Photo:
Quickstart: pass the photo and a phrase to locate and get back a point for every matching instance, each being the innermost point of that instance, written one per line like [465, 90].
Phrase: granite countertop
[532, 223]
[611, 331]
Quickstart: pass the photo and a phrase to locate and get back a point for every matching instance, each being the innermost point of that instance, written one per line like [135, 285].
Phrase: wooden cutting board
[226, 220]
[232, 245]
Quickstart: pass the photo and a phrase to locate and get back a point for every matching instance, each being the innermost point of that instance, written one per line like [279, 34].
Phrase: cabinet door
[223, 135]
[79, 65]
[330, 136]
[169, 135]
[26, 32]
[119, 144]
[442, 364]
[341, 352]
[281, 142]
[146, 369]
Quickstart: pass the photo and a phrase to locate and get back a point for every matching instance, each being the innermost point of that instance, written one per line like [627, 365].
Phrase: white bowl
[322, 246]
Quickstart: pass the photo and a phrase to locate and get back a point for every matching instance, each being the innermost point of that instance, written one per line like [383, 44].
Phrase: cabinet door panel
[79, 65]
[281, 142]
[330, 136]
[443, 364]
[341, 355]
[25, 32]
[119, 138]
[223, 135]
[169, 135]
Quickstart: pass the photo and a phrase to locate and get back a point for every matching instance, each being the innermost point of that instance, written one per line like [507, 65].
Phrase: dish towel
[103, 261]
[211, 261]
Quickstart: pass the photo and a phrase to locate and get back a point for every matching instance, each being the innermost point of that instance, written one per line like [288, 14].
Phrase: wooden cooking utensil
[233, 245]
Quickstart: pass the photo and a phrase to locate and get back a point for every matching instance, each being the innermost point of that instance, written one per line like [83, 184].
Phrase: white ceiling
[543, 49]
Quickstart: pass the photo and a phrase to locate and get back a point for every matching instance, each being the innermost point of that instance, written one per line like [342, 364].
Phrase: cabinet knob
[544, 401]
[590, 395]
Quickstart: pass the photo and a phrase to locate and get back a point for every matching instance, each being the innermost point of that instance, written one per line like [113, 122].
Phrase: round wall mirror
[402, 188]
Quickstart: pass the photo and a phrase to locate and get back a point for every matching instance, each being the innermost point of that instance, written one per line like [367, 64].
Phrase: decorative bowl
**********
JOB
Begin with the line that contains "like [83, 184]." and end with the last line of the records; set down every line in that span exactly, and nothing else.

RESPONSE TO THE TASK
Quickstart: pass the photo and a phrase to locate and get back a point for every matching instance, each being the innermost point of that instance, written one per line like [83, 184].
Phrase: white ceiling
[543, 49]
Quickstart: pass the photo and a phrase to locate and get back a point for every matching instance, each being the innermost point of that instance, written one per line like [342, 364].
Phrase: cabinet knob
[544, 401]
[590, 395]
Quickstart: pass the photo and a phrase to locate and get back a point for every matching instance, each being the innermost point of that instance, written one per line like [113, 122].
Phrase: round wall mirror
[402, 188]
Quickstart: pass the photo and a phrase to locate and get back a point for every matching instance, each being the innermost point of that instance, written one per line like [367, 64].
Phrase: decorative bowl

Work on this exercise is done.